■ **Description of the task**
Reproduce the full set of records verbatim.

■ **Dataset**
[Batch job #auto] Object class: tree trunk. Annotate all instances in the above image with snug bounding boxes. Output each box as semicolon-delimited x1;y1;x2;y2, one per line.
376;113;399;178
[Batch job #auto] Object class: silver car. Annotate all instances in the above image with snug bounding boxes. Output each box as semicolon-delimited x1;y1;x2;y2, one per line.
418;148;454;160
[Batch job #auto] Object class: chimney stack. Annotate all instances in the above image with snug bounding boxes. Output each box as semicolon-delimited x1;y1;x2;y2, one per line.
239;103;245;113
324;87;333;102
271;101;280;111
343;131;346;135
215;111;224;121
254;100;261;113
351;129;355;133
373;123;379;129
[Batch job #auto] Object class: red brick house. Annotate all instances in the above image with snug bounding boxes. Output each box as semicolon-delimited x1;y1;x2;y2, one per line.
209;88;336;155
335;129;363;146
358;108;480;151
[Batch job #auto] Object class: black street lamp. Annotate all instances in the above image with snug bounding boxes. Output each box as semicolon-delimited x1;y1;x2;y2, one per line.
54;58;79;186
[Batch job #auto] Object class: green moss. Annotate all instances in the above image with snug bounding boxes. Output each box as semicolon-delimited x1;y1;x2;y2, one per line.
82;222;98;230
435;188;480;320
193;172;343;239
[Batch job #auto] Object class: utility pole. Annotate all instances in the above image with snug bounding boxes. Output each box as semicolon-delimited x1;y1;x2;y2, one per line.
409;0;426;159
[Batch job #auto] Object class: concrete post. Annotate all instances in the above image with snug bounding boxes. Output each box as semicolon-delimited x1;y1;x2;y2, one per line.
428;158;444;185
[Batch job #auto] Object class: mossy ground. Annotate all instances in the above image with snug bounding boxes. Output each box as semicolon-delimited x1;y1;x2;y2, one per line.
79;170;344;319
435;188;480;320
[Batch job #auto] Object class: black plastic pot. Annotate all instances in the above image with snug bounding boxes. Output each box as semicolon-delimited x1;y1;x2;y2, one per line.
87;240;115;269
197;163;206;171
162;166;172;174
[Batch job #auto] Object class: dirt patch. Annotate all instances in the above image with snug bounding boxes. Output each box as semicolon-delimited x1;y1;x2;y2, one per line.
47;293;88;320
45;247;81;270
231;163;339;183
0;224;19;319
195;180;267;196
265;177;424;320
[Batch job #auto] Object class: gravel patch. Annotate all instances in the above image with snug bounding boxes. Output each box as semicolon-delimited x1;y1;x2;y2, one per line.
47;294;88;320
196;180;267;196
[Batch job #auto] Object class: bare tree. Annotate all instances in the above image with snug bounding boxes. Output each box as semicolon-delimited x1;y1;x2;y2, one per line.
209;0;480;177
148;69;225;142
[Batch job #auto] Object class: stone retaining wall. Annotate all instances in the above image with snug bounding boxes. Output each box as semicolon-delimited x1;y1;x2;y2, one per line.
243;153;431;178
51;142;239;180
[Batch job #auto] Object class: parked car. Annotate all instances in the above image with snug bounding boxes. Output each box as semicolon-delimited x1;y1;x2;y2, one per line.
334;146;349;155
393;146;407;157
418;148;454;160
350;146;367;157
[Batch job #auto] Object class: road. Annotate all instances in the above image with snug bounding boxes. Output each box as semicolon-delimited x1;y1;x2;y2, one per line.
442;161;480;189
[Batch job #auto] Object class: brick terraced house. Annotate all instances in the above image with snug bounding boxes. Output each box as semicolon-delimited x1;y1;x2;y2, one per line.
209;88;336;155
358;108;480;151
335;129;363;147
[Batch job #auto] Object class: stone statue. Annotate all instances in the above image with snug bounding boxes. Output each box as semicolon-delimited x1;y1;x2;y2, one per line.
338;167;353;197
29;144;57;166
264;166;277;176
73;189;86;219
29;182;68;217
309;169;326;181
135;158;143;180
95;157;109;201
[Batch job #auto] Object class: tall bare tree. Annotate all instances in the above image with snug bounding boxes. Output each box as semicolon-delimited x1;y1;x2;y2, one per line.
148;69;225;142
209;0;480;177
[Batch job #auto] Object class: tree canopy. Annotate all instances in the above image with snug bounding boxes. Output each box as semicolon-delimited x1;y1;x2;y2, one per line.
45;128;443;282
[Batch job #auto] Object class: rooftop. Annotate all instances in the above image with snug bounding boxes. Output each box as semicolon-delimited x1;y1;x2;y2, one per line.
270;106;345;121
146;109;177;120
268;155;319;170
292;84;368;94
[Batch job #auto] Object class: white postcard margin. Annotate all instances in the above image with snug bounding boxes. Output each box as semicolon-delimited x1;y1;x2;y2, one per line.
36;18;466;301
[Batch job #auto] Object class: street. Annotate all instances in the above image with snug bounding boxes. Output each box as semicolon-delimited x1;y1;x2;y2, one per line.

■ **Finished task**
[Batch job #auto] Object class: tree trunk. Annotate all instances in the above image with snug bounding boxes. Output each box as semicolon-delimited x1;y1;x2;y2, one per line.
376;113;399;178
[Batch job #auto] Object class: silver car. Annotate all instances in the above image with snug bounding boxes. Output each box as semicolon-delimited x1;y1;x2;y2, one per line.
418;148;454;160
[Batch job #auto] Object class: chimney stack. Annotate all instances in the above image with snug bounding boxes. Output each box as semicolon-delimited x1;y1;x2;y2, one per line.
239;103;245;113
324;87;333;102
271;101;280;111
343;131;346;135
215;111;224;121
254;100;261;113
351;129;355;133
373;123;379;129
[Batch job #auto] Object class: red brick house. Annotate all instances in the above image with snug bounding boxes. Output each box as semicolon-delimited x1;y1;x2;y2, one per line.
209;88;336;155
335;129;363;146
358;108;480;151
[Batch job #auto] Object class: black street lamp. Annotate all instances in the above image with snug bounding boxes. Output each box as semicolon-delimited x1;y1;x2;y2, one per line.
54;58;79;186
[Batch job #auto] Object class: green moss. Annotate all instances in the above image with snug bounding boxes. Output each box as semicolon-delimited x1;y1;x2;y2, one per line.
82;222;98;230
435;188;480;320
193;172;343;239
[Batch job #auto] Object class: utility pole. Annotate all instances in the above image with snug bounding boxes. Output each box as semicolon-delimited x1;y1;x2;y2, one per line.
409;0;426;159
[Batch job #auto] Object class: concrete post. Annotate all instances in the above image with snug bounding boxes. Output each box as semicolon-delimited x1;y1;x2;y2, one per line.
428;158;444;185
[Batch job #auto] Object class: mossy ground. Annotate all instances in the above image with snug bounding boxes. Output each box as semicolon-delimited x1;y1;x2;y2, one per line.
79;170;344;319
435;188;480;320
[Batch job #auto] Object class: black plastic pot. Annotate all instances in the above image with snug bounding boxes. Output each box as semicolon-delimited x1;y1;x2;y2, one per line.
87;240;115;269
197;163;206;171
162;166;172;174
[Batch job #auto] Object class: dirt patch. Annotate all instances in the above image with snug bounding boxes. Output each box as semicolon-delimited x1;y1;x2;y2, one per line.
47;293;88;320
45;247;81;270
231;163;339;183
0;224;19;319
195;180;267;196
265;177;424;320
[Batch job #auto] Object class: gravel patch. Annotate all instances in the above image with snug bounding boxes. Output each box as semicolon-delimited x1;y1;x2;y2, one per line.
47;294;88;320
196;180;267;196
[Batch job #auto] Object class: bare tree. Annotate all instances in the above image with snug bounding boxes. Output each box as semicolon-delimited x1;y1;x2;y2, one per line.
209;0;480;177
148;69;225;142
[Batch job #auto] Object class: stone retaining wall. Annotate all instances in the above image with snug bounding boxes. Output each box as semicolon-delimited x1;y1;x2;y2, one per line.
243;153;431;178
51;142;239;180
[Batch job #auto] Object class: parked car. Annotate all instances in the above image with snug bounding boxes. Output each box as semicolon-delimited x1;y1;x2;y2, one per line.
334;146;349;155
393;146;407;157
418;148;454;160
350;146;367;157
[Batch job #auto] Object class: road. Annotate all instances in the above image with snug bounding boxes. Output each box as semicolon-delimited x1;y1;x2;y2, one per line.
442;161;480;189
[Batch job #auto] Object class: brick terraced house. Annotate all instances in the above image with snug bounding boxes. Output each box as semicolon-delimited x1;y1;x2;y2, one per line.
209;88;336;155
358;108;480;151
335;129;363;147
[Batch job #auto] Object class: stone statue. Annotate all instances in the above image with snug bounding boxes. Output each box as semicolon-delimited x1;y1;x2;y2, one per line.
338;167;353;197
29;144;57;166
264;166;277;176
73;189;86;219
29;182;68;217
309;169;326;181
135;158;143;180
95;157;109;201
[Batch job #auto] Object class: tall bare tree. Annotate all instances in the above image with snug bounding boxes. Output each box as semicolon-delimited x1;y1;x2;y2, one per line.
148;69;225;142
209;0;480;177
[Batch job #auto] Object class: tree canopy. Annotate all instances in the above image with snug bounding boxes. Output each box as semicolon-delimited x1;y1;x2;y2, one per line.
45;128;443;282
[Batch job #auto] Object class: rooftop. Annotate all instances in the above image with snug bounding boxes. Output each box as semicolon-delimited x1;y1;x2;y2, one per line.
270;106;345;121
146;109;177;120
268;155;319;170
292;84;368;94
[Batch job #auto] Object class: white postcard margin. Annotate all instances in the above image with snug bounding boxes. Output each box as semicolon-delimited x1;y1;x2;y2, one per line.
36;18;466;301
[Batch job #auto] Object class: street. Annotate all instances in the above image with snug bounding boxes. Output each box as semicolon-delimited x1;y1;x2;y2, one per line.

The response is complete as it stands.